» **Data entries**
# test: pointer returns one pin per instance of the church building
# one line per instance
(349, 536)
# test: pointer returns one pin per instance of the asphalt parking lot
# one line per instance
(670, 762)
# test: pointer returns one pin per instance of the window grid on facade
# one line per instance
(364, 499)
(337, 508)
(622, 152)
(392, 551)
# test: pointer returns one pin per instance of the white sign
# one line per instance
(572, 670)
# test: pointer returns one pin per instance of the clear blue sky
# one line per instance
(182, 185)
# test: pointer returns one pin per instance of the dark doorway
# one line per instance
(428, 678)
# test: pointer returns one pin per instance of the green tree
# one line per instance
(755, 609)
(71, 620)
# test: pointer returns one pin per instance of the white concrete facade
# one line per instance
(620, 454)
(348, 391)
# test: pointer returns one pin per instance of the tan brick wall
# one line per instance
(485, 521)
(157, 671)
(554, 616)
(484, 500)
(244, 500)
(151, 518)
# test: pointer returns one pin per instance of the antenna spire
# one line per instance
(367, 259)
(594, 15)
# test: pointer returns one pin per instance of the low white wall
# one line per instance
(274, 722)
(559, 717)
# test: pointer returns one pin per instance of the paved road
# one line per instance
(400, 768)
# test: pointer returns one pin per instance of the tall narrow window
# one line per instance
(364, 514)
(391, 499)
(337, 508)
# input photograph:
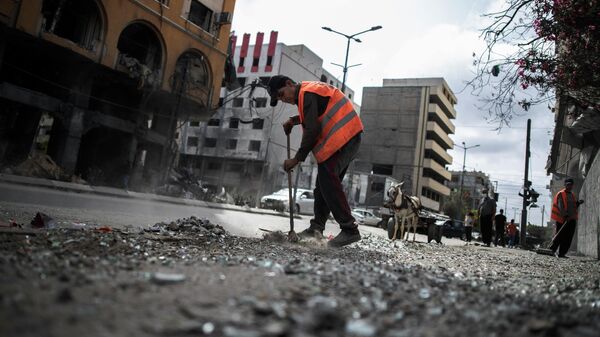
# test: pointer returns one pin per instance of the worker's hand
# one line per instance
(288, 125)
(289, 164)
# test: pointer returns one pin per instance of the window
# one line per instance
(210, 142)
(192, 141)
(387, 170)
(238, 102)
(260, 102)
(231, 144)
(254, 145)
(258, 123)
(234, 167)
(264, 80)
(200, 15)
(214, 166)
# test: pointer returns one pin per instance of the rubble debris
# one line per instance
(42, 220)
(166, 278)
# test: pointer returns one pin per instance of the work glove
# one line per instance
(287, 126)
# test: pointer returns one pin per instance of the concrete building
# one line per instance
(113, 76)
(474, 182)
(574, 154)
(407, 123)
(242, 148)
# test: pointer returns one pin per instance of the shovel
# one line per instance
(292, 236)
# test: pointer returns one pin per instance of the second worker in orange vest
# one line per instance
(332, 131)
(564, 212)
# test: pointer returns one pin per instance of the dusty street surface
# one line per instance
(191, 278)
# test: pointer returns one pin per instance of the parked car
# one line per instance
(453, 229)
(279, 201)
(365, 217)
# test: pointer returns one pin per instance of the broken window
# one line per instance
(200, 15)
(210, 142)
(140, 52)
(192, 141)
(79, 21)
(258, 123)
(254, 145)
(231, 144)
(238, 102)
(260, 102)
(192, 76)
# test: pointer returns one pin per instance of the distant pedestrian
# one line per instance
(511, 230)
(487, 210)
(469, 221)
(565, 212)
(500, 226)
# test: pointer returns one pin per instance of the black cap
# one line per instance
(275, 83)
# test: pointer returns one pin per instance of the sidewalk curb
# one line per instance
(120, 193)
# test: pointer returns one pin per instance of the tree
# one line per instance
(548, 45)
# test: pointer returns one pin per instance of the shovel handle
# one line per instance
(291, 200)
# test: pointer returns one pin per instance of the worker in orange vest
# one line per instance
(332, 131)
(564, 212)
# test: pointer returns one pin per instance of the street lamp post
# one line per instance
(349, 37)
(345, 70)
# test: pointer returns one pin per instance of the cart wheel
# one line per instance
(390, 228)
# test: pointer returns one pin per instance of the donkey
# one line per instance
(406, 210)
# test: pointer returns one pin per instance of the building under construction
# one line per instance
(100, 86)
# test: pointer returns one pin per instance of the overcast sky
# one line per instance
(420, 38)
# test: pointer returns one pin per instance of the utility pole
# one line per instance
(462, 174)
(525, 187)
(543, 211)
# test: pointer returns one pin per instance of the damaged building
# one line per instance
(102, 86)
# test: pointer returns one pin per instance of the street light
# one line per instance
(462, 175)
(349, 37)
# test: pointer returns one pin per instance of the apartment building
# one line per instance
(243, 146)
(113, 76)
(407, 127)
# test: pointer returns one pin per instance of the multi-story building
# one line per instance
(243, 146)
(114, 77)
(407, 123)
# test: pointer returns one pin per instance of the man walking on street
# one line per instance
(500, 223)
(565, 212)
(486, 210)
(332, 131)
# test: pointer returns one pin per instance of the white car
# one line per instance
(365, 217)
(279, 201)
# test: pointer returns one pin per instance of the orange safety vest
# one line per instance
(339, 122)
(556, 216)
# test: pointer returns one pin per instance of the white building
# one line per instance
(243, 146)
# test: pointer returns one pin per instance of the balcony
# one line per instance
(434, 185)
(435, 132)
(439, 169)
(442, 101)
(441, 118)
(439, 152)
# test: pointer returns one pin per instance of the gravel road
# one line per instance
(192, 278)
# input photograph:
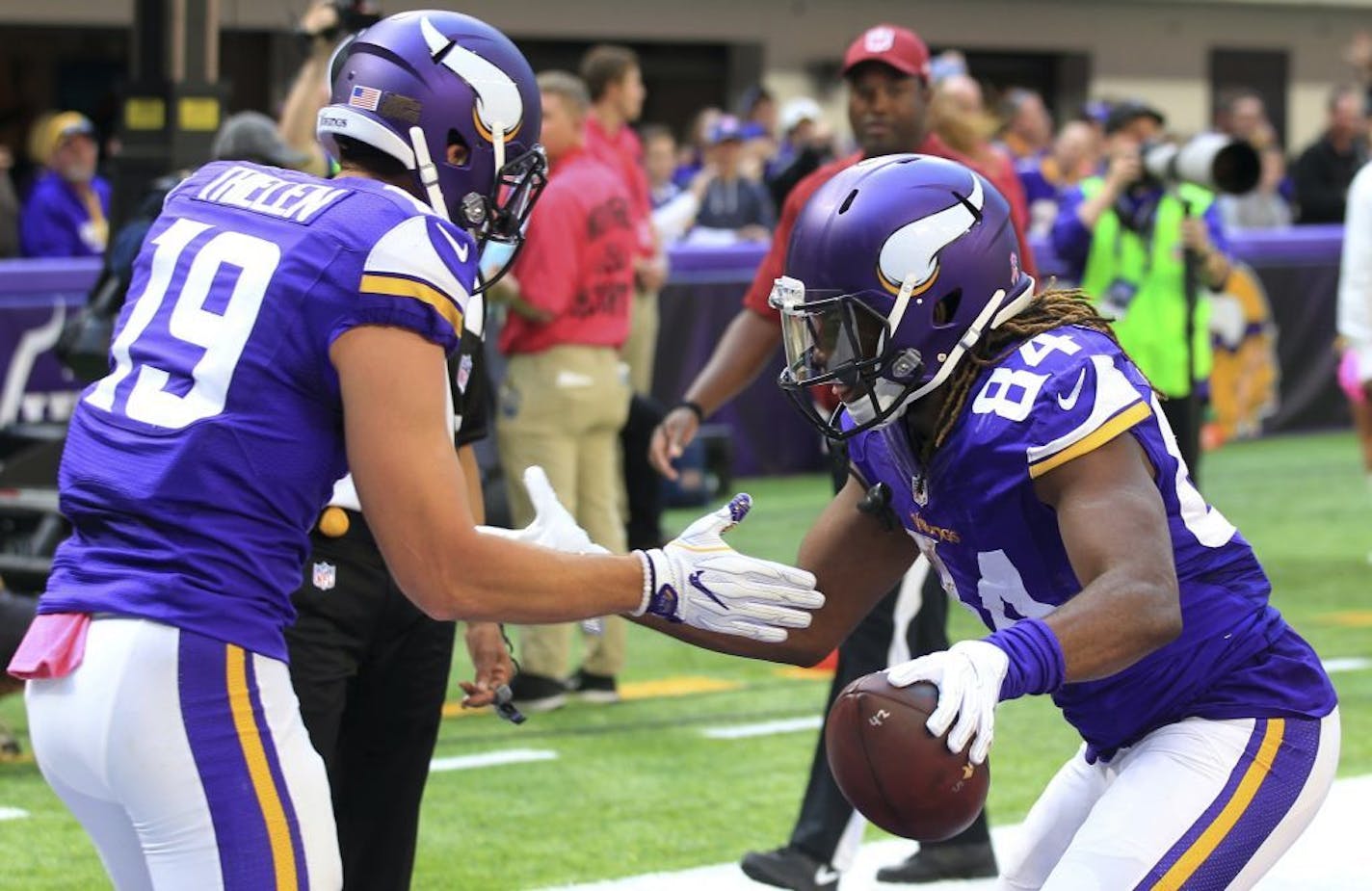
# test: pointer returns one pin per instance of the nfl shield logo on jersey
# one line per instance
(324, 576)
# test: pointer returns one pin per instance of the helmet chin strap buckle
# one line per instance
(427, 171)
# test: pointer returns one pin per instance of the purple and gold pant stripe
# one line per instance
(254, 822)
(1257, 796)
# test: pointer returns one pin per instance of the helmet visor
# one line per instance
(828, 334)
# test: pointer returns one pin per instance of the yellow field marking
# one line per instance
(798, 673)
(659, 689)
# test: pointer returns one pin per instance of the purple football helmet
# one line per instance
(453, 100)
(896, 268)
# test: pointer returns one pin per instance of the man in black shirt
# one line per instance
(1324, 170)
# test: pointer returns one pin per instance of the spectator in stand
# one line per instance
(67, 210)
(564, 399)
(759, 107)
(673, 207)
(1326, 168)
(692, 155)
(807, 143)
(735, 207)
(323, 28)
(9, 207)
(617, 88)
(1125, 237)
(1028, 129)
(1243, 116)
(615, 81)
(1356, 313)
(958, 114)
(1074, 155)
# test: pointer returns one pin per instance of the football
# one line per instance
(892, 770)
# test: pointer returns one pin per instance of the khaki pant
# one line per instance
(640, 352)
(563, 410)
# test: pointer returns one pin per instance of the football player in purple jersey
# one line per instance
(280, 330)
(1013, 441)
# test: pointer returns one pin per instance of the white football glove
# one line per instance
(967, 676)
(699, 580)
(553, 525)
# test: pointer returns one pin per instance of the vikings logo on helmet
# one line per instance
(914, 249)
(498, 104)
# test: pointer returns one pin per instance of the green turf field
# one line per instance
(636, 787)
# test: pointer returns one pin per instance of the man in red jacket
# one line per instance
(564, 401)
(886, 70)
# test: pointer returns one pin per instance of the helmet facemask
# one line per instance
(838, 339)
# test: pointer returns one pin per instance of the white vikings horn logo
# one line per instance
(497, 96)
(914, 249)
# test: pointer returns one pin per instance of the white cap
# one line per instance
(796, 110)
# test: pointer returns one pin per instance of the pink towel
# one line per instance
(52, 647)
(1349, 378)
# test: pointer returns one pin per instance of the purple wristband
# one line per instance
(1036, 661)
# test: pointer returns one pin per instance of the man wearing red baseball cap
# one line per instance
(886, 70)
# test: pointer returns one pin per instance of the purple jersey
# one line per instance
(997, 547)
(195, 469)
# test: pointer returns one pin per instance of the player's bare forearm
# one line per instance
(740, 356)
(472, 477)
(1115, 528)
(417, 503)
(855, 561)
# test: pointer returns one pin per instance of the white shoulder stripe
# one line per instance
(408, 251)
(1113, 395)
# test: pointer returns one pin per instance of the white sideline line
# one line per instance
(1331, 854)
(1350, 664)
(490, 760)
(764, 728)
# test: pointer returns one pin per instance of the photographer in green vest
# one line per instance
(1125, 236)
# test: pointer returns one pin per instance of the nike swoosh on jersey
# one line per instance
(1069, 402)
(460, 249)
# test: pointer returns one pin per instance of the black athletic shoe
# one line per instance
(944, 861)
(789, 868)
(589, 687)
(538, 693)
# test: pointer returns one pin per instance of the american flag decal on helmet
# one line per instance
(365, 97)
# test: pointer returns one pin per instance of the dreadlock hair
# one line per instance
(1051, 308)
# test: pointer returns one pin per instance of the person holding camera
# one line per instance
(1142, 249)
(321, 29)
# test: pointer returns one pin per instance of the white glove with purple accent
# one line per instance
(967, 674)
(553, 525)
(699, 580)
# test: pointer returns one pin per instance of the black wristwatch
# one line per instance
(695, 408)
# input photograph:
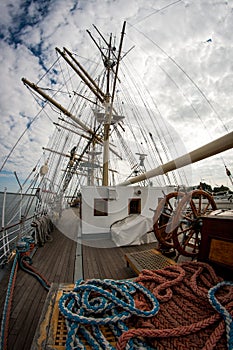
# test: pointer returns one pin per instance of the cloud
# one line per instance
(189, 78)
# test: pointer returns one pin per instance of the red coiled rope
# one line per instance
(186, 319)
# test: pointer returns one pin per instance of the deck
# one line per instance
(57, 261)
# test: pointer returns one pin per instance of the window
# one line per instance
(134, 206)
(100, 207)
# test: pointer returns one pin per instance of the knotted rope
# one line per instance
(223, 312)
(95, 303)
(7, 305)
(186, 319)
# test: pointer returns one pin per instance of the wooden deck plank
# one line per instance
(56, 261)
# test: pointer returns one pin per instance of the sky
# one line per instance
(183, 54)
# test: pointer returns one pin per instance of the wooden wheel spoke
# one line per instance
(193, 207)
(189, 212)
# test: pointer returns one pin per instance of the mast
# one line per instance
(109, 105)
(217, 146)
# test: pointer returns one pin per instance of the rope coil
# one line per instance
(95, 303)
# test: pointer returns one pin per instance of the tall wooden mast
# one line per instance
(109, 99)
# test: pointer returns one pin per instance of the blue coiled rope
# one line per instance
(7, 304)
(222, 311)
(95, 303)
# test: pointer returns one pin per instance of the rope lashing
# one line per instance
(7, 305)
(95, 303)
(25, 264)
(222, 311)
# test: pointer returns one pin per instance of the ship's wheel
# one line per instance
(186, 223)
(163, 217)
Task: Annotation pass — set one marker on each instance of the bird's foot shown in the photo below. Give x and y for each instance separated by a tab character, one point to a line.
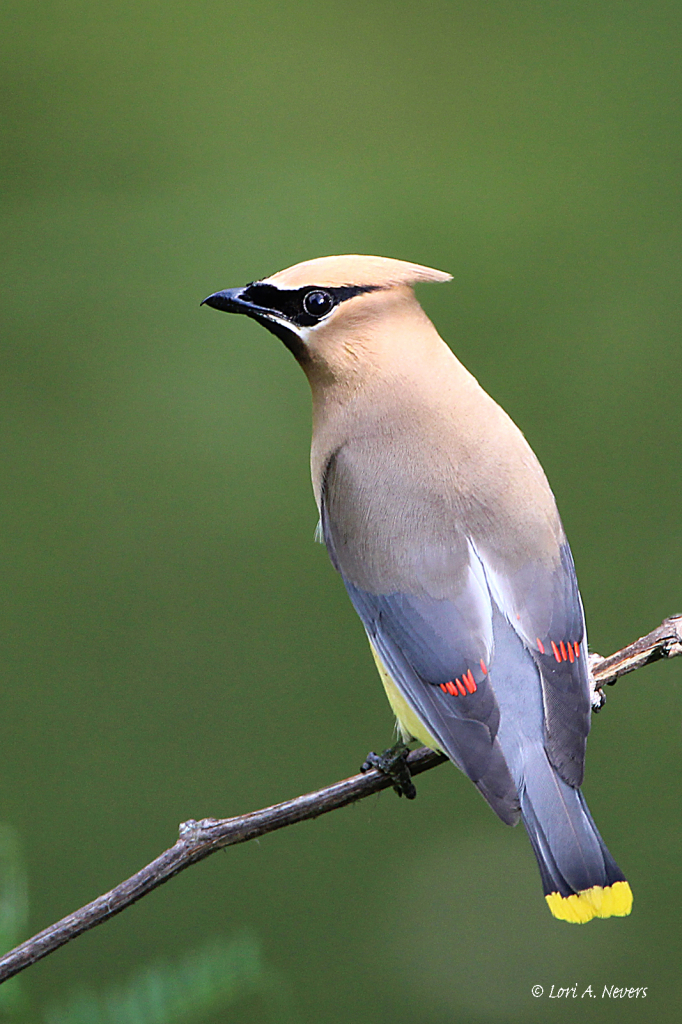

» **Required task**
Extract every line of the material that contains the string "mast", treating uppercase and lowercase letters as distinct.

» **Result of this exercise**
# test: pointer returns one pin per instance of the mast
# test: pointer returns one pin per instance of the tall wooden mast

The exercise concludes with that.